(Records of labeled points)

* * * * *

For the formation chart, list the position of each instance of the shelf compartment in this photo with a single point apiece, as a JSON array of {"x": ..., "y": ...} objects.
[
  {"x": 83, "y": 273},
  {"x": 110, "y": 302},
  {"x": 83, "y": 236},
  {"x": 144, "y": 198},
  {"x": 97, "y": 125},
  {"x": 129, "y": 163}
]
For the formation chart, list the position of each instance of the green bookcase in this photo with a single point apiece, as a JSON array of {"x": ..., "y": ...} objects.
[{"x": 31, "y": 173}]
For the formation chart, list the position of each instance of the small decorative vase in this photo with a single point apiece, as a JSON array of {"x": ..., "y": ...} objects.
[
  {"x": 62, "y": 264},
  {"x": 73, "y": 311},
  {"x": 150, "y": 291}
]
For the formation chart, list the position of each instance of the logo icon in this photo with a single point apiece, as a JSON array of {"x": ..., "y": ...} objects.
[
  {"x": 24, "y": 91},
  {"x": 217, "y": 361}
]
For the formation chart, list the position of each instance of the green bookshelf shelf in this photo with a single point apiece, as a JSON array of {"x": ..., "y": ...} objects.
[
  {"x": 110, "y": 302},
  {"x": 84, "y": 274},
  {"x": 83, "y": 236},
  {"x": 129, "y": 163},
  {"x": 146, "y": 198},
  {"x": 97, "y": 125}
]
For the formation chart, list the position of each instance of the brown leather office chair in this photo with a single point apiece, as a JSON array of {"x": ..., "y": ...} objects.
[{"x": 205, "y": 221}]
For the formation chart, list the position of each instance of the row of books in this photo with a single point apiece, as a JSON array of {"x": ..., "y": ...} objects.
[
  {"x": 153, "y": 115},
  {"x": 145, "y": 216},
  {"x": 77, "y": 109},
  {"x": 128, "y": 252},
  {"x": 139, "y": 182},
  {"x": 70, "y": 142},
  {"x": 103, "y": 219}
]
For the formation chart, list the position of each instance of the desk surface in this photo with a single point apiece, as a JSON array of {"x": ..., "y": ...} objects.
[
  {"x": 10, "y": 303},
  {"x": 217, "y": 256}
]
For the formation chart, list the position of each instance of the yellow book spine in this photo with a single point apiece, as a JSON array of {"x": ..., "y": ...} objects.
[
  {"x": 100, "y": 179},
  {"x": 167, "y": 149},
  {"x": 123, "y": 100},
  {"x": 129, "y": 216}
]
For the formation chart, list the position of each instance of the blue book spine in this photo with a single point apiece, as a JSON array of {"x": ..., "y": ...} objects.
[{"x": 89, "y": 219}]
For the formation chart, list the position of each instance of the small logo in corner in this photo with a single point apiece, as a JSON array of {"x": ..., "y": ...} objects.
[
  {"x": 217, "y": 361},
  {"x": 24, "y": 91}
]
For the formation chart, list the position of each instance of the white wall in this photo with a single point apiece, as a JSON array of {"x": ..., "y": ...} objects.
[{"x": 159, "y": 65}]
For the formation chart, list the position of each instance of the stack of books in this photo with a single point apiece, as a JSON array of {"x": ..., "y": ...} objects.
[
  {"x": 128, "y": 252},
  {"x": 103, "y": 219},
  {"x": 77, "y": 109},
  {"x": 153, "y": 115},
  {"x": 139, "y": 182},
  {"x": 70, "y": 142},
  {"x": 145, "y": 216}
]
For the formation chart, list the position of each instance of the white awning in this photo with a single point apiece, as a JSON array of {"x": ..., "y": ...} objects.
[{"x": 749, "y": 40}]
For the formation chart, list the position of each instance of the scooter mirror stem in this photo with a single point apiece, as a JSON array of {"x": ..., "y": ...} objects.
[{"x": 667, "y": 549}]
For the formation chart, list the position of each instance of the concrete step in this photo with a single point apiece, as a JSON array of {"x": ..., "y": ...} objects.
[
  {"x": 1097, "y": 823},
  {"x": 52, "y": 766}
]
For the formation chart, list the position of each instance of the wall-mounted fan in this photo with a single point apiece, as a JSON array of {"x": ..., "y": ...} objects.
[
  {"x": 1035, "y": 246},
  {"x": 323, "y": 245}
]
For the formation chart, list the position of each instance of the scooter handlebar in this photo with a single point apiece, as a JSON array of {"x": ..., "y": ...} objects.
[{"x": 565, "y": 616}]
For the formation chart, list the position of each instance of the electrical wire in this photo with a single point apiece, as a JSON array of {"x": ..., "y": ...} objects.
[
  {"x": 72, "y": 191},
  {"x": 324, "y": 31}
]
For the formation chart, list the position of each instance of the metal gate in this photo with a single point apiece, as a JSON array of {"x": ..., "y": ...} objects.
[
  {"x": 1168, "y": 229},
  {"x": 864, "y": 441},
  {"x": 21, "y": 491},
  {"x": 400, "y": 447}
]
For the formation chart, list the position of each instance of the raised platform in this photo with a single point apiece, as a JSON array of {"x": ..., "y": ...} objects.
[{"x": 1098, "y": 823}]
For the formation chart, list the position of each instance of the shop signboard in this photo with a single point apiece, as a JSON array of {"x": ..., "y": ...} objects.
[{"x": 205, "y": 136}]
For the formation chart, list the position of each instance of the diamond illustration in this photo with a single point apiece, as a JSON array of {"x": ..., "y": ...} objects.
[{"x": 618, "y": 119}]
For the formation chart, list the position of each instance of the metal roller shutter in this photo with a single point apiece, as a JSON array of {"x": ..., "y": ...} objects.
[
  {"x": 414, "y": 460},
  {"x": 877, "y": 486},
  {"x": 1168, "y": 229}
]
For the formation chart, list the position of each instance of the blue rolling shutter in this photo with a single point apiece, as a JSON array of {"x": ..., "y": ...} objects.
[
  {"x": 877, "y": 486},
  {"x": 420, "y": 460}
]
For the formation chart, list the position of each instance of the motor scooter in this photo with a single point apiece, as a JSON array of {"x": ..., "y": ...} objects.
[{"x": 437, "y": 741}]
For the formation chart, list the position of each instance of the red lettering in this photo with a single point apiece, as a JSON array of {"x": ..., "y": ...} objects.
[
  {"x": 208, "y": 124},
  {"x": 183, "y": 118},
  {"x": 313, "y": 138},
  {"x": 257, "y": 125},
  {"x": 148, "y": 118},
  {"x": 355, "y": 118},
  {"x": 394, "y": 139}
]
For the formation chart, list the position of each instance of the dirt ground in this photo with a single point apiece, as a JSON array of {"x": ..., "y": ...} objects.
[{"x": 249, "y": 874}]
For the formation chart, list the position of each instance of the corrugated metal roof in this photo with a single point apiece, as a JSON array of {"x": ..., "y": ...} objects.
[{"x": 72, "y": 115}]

* * * * *

*REQUIRED WORK*.
Rewrite the lines above as a numbered list, omitting any blank lines.

*EXPECTED ANSWER*.
1. For the formation chart, list the position of each instance of the shelf compartment in this photo with a single point apiece, as a JSON array of {"x": ..., "y": ...} objects.
2. [
3.   {"x": 83, "y": 273},
4.   {"x": 110, "y": 302},
5.   {"x": 83, "y": 236},
6.   {"x": 144, "y": 198},
7.   {"x": 97, "y": 125},
8.   {"x": 129, "y": 163}
9. ]
10. For the formation chart, list the position of each instance of the green bookcase in this photo with a single point apiece, as a JSON array of {"x": ..., "y": ...} objects.
11. [{"x": 31, "y": 173}]
12. For the formation chart, list the position of each instance of the small decorative vase in this photo with a single point apiece, as a JSON array of {"x": ..., "y": ...} objects.
13. [
14.   {"x": 62, "y": 264},
15.   {"x": 73, "y": 311},
16.   {"x": 150, "y": 291}
17. ]
18. For the formation chart, list the position of each instance of the logo icon in this photo with a single point apiece, as a JSON array of {"x": ..., "y": ...} objects.
19. [
20.   {"x": 24, "y": 91},
21.   {"x": 217, "y": 361}
22. ]
23. For the formation chart, list the position of each instance of the green bookshelf shelf in this photo with a single point apiece, as a JSON array of {"x": ..., "y": ...} objects.
24. [
25.   {"x": 110, "y": 302},
26.   {"x": 84, "y": 274},
27.   {"x": 83, "y": 236},
28.   {"x": 129, "y": 163},
29.   {"x": 146, "y": 198},
30.   {"x": 97, "y": 125}
31. ]
32. For the formation chart, list the position of each instance of the brown leather office chair in this photo with a single point apiece, as a JSON array of {"x": ..., "y": ...} objects.
33. [{"x": 205, "y": 221}]
34. For the formation chart, list the position of each instance of the row of books in this photo with a single point apiece, as a JSON array of {"x": ..., "y": ...} objects.
35. [
36.   {"x": 153, "y": 115},
37.   {"x": 145, "y": 216},
38.   {"x": 77, "y": 109},
39.   {"x": 128, "y": 252},
40.   {"x": 139, "y": 182},
41.   {"x": 70, "y": 142},
42.   {"x": 103, "y": 219}
43. ]
44. For the formation chart, list the position of each instance of the desk surface in this photo with a single point apiece, as a JSON array of {"x": ..., "y": ...} objects.
45. [
46.   {"x": 10, "y": 303},
47.   {"x": 217, "y": 256}
48. ]
49. For the formation chart, list the position of each instance of the yellow book spine in this photo with a single point apiece, as a JSON array of {"x": ..., "y": ...} objects.
50. [
51.   {"x": 100, "y": 179},
52.   {"x": 167, "y": 149},
53.   {"x": 123, "y": 100},
54.   {"x": 129, "y": 216}
55. ]
56. For the formation chart, list the position of each instance of the blue book spine in this photo with a single point apiece, as a JSON array of {"x": ..., "y": ...} objects.
57. [{"x": 89, "y": 219}]
58. For the formation chart, list the position of each instance of the small logo in corner in this photo with a single point apiece, as a JSON array of {"x": ..., "y": ...} objects.
59. [
60.   {"x": 217, "y": 361},
61.   {"x": 24, "y": 91}
62. ]
63. For the formation chart, list the position of each instance of the white wall in this photo with a single point apiece, as a JSON array of {"x": ..., "y": ...} objects.
64. [{"x": 159, "y": 65}]
65. For the formation chart, list the position of each instance of the stack of books in this photo with a single point apiece, as a JSON array of {"x": ..., "y": ...} objects.
66. [
67.   {"x": 128, "y": 252},
68.   {"x": 103, "y": 219},
69.   {"x": 77, "y": 109},
70.   {"x": 153, "y": 115},
71.   {"x": 139, "y": 182},
72.   {"x": 70, "y": 142},
73.   {"x": 145, "y": 216}
74. ]
75. For the formation chart, list the position of each instance of the white awning in this photo with a single point apiece, as a JSON array of {"x": ..., "y": ...} objects.
76. [{"x": 749, "y": 40}]
77. For the formation chart, list the position of each instance of the scooter mirror stem in this photo with a single point apiece, as a JSON array of {"x": ..., "y": ...} objects.
78. [{"x": 667, "y": 549}]
79. For the formation chart, list the position of each instance of the concrete step in this photo with a single point apiece, as a JSON array of {"x": ..., "y": ...} objects.
80. [
81.   {"x": 1097, "y": 823},
82.   {"x": 52, "y": 766}
83. ]
84. For the formation chart, list the position of each instance of the wall-mounted fan in this photo with a single point apiece, as a JSON array of {"x": ..., "y": ...} objects.
85. [
86.   {"x": 1035, "y": 246},
87.   {"x": 323, "y": 245}
88. ]
89. For the formation chart, list the position of each instance of the scooter handlebar in this photo with a single point apiece, as a JSON array of {"x": ..., "y": ...} objects.
90. [{"x": 565, "y": 616}]
91. For the formation chart, list the position of each instance of the electrical wire in this photo with a single point apiece, as a JSON array of {"x": ..., "y": ...} objects.
92. [
93.   {"x": 72, "y": 191},
94.   {"x": 324, "y": 31}
95. ]
96. For the formation chart, list the position of each instance of the metal gate in this photo with a single point apiece, as a JSON array of {"x": ..., "y": ...} objects.
97. [
98.   {"x": 1168, "y": 229},
99.   {"x": 864, "y": 441},
100.   {"x": 21, "y": 491},
101.   {"x": 400, "y": 447}
102. ]
103. For the formation chart, list the position of each instance of the raised platform in this photo with a single point apiece, as a JSON array of {"x": ..., "y": ...} objects.
104. [{"x": 1098, "y": 823}]
105. For the formation chart, list the position of each instance of the shop signboard in this photo with a single point apiece, as a JSON array of {"x": ..., "y": ...} objects.
106. [{"x": 205, "y": 136}]
107. For the formation chart, list the position of each instance of the diamond illustration in this photo with a single point apiece, as a JSON array of {"x": ..., "y": ...} objects.
108. [{"x": 618, "y": 119}]
109. For the formation chart, list the position of each instance of the metal roller shutter in this photo with a single point apiece, as a JSON array of {"x": ..., "y": ...} objects.
110. [
111.   {"x": 414, "y": 460},
112.   {"x": 877, "y": 486},
113.   {"x": 1168, "y": 229}
114. ]
115. For the formation chart, list the position of each instance of the blue rolling shutter in this photo with a single point apiece, as a JSON array of {"x": ..., "y": ...} objects.
116. [
117.   {"x": 877, "y": 486},
118.   {"x": 420, "y": 460}
119. ]
120. For the formation chart, list the position of each instance of the motor scooter in this photo with a single point apiece, as a JSON array of {"x": ..., "y": ...} objects.
121. [{"x": 437, "y": 741}]
122. For the formation chart, list the position of each instance of the red lettering in this photo with a single point apiece, as a JSON array of {"x": ..., "y": ...} objects.
123. [
124.   {"x": 208, "y": 124},
125.   {"x": 183, "y": 118},
126.   {"x": 313, "y": 138},
127.   {"x": 257, "y": 125},
128.   {"x": 148, "y": 118},
129.   {"x": 355, "y": 118},
130.   {"x": 394, "y": 139}
131. ]
132. For the formation chart, list the position of each instance of the dirt ground in this photo with a single point apiece, as a JSON array of {"x": ..., "y": ...} objects.
133. [{"x": 249, "y": 874}]
134. For the formation chart, list the position of each instance of the corrugated metal roof in this photo with a single point apiece, as a JSON array of {"x": ..., "y": ...} objects.
135. [{"x": 72, "y": 115}]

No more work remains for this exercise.